Written instruction - Copy every line of the material below word for word.

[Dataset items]
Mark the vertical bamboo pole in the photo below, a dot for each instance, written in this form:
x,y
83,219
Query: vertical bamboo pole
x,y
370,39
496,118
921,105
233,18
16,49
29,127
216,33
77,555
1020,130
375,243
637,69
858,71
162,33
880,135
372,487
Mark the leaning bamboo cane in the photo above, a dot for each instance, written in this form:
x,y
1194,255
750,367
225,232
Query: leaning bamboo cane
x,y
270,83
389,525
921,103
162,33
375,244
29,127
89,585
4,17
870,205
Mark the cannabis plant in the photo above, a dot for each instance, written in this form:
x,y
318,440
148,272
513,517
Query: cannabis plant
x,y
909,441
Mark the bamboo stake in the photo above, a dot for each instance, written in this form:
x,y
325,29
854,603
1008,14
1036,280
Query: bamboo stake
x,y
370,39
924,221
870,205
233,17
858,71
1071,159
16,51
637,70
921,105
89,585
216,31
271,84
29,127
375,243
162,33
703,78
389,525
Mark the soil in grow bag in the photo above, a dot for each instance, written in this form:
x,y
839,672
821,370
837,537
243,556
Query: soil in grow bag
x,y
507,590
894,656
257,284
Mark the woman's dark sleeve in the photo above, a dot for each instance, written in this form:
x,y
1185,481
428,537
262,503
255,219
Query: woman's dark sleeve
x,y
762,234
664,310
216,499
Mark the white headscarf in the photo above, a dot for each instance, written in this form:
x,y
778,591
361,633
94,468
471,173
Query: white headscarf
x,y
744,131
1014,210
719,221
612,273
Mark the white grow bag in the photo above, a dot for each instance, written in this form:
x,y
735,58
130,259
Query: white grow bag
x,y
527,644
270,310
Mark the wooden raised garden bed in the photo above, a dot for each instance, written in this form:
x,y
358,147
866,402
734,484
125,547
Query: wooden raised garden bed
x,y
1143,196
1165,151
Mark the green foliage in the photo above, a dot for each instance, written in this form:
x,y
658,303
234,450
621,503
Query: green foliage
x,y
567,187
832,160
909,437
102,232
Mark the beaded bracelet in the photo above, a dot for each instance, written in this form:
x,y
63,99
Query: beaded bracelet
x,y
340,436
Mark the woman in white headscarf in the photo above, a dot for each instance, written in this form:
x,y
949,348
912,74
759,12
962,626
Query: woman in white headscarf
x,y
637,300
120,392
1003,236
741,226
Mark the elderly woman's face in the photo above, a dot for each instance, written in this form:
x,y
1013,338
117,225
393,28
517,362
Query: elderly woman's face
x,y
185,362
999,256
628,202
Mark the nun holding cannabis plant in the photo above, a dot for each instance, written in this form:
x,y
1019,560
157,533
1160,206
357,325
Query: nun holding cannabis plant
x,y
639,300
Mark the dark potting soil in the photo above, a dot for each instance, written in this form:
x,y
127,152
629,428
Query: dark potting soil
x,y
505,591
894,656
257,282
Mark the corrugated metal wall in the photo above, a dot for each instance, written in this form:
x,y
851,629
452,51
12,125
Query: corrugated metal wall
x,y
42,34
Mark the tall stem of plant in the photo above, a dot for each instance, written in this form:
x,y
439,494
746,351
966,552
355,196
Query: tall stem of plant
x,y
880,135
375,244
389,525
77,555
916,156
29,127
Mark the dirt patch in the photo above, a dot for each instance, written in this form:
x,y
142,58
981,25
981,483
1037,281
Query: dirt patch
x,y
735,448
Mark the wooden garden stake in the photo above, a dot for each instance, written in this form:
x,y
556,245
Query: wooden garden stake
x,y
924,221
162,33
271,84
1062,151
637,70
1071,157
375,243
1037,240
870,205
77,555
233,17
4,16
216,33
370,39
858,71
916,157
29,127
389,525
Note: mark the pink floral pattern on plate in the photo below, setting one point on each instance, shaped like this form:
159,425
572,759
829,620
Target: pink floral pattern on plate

The answer -
Mark the vertical bamboo pole in the photo below, a dot for each instance, written in this form:
x,y
83,219
Query: vertical bamboo pole
x,y
370,39
496,118
921,105
233,18
16,49
29,127
216,33
77,555
1020,130
375,243
637,69
858,71
162,33
880,135
372,487
Mark the leaning bamboo cane in the photo above, a dot for each instance, written in this form:
x,y
1194,255
750,367
225,232
Query: leaning bamboo cane
x,y
270,83
389,525
921,103
162,33
375,244
29,127
89,585
4,17
870,205
Mark the cannabis plant in the photo above, a dot for each instance, written in this form:
x,y
318,440
148,272
513,517
Query: cannabis plant
x,y
909,441
Mark the bamboo stake in the photo above, a dot for each instance, written in this form:
x,y
325,29
854,603
1008,14
1036,280
Query: bamboo stake
x,y
370,39
924,221
870,205
233,17
858,71
1071,159
16,51
637,70
921,105
89,585
216,31
271,84
29,127
375,243
162,33
703,78
389,525
Mark the soil in grow bag in the photo above, a dot for each instance, written in this form:
x,y
839,672
821,370
837,537
243,556
Query: soil in grow bag
x,y
507,590
894,656
257,284
Mark the woman's dark sleeve in the photo above, a dot for each instance, written in this form:
x,y
1185,481
428,537
262,503
255,219
Query: woman's dark sleeve
x,y
762,234
664,310
216,499
Mark the white headscarf in the photo above, a dot for each instance, written in this form:
x,y
778,591
361,633
94,468
471,173
Query: white headscarf
x,y
744,131
1014,210
719,221
612,273
Mark the white grow bag in the photo above, a dot for each instance, written in this form:
x,y
735,58
130,259
Query: white grow bag
x,y
527,644
270,310
Mark the wooden raised garden bed in the photo above, a dot for each instance, written in this form:
x,y
358,147
866,402
734,484
125,547
Query: wooden raised garden bed
x,y
1143,196
1165,151
Mark the green foliage in the photo above, a dot for each instance, written in this form:
x,y
658,303
234,450
621,503
Query: green foliage
x,y
567,187
832,160
909,437
102,232
Mark the beaded bracelet in the photo above, a dot for each instance, written in this form:
x,y
63,99
Query: beaded bracelet
x,y
340,436
Mark the woman in white headscarf in the photo above, a dot for each instance, written in this form:
x,y
949,348
912,74
759,12
962,626
Query: woman in white headscarf
x,y
637,300
120,392
1003,236
741,226
Mark the elderly woman's face in the photo above, a dot for each instance, written in this form:
x,y
1013,338
117,225
393,28
517,362
Query: elderly woman's face
x,y
185,362
999,256
628,202
Mark the nun holding cannabis plant in the photo above, a dot for each instance, written in this form:
x,y
1019,560
157,533
1160,206
357,325
Query: nun holding cannabis plant
x,y
639,300
Mark the dark potting soil in the photo above, a dot for each instance, written in this form:
x,y
127,152
629,428
Query: dark potting soil
x,y
505,591
894,656
257,282
Mark the corrugated metal wall in the photo above, a dot for each instance, written in this form:
x,y
851,629
452,51
12,125
Query: corrugated metal wall
x,y
42,34
Mark the tall stem of plant in the photo above, a dot for each instance, written in this form:
x,y
439,494
746,351
966,552
355,196
Query: tall stem of plant
x,y
880,135
375,244
389,525
77,555
916,156
29,127
Mark the dirt patch in the photo above, a dot for each instance, written in this form:
x,y
142,58
981,25
981,483
1037,281
Query: dirt patch
x,y
735,448
Mark the wooden garden stake in the photo above, a dot for each instance, written in this form:
x,y
556,245
Query: wooden garden stake
x,y
924,221
162,33
271,84
1062,151
637,70
1071,157
375,243
1037,240
870,205
77,555
233,17
4,16
216,33
370,39
858,71
916,157
29,127
389,525
Note: mark the pink floral pattern on plate in the photo below, setting one point on each instance, shaped like this form:
159,425
572,759
829,620
Target: pink floral pattern on plate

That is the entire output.